━━ Records for this exercise ━━
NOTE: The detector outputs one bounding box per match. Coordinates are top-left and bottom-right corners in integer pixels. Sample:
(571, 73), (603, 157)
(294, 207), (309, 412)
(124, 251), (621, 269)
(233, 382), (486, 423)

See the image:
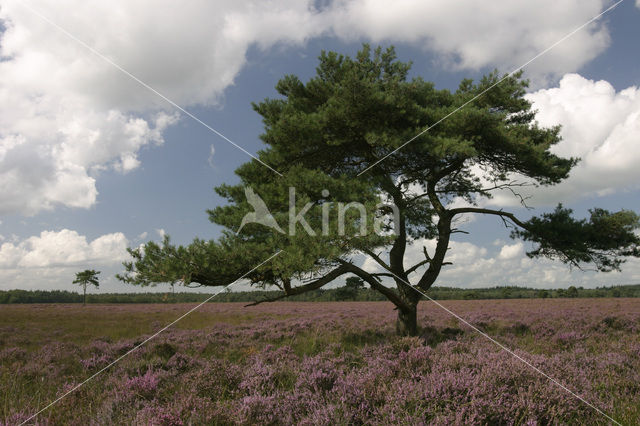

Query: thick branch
(245, 265), (350, 306)
(339, 260), (407, 308)
(362, 248), (391, 271)
(449, 207), (527, 229)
━━━
What is needed » Update the records by replacing "thick branch" with "dead branch" and leaving every other line as it is. Write out the revised records without the pictures.

Solution for this exercise »
NOTE: The detector outputs one bounding box per match. Coordinates are top-left and bottom-right corners in integer pixels. Sample:
(571, 73), (603, 157)
(294, 207), (309, 412)
(124, 251), (621, 269)
(233, 382), (486, 423)

See the image:

Query: dead branch
(245, 265), (350, 306)
(339, 260), (407, 308)
(362, 248), (391, 271)
(449, 207), (527, 229)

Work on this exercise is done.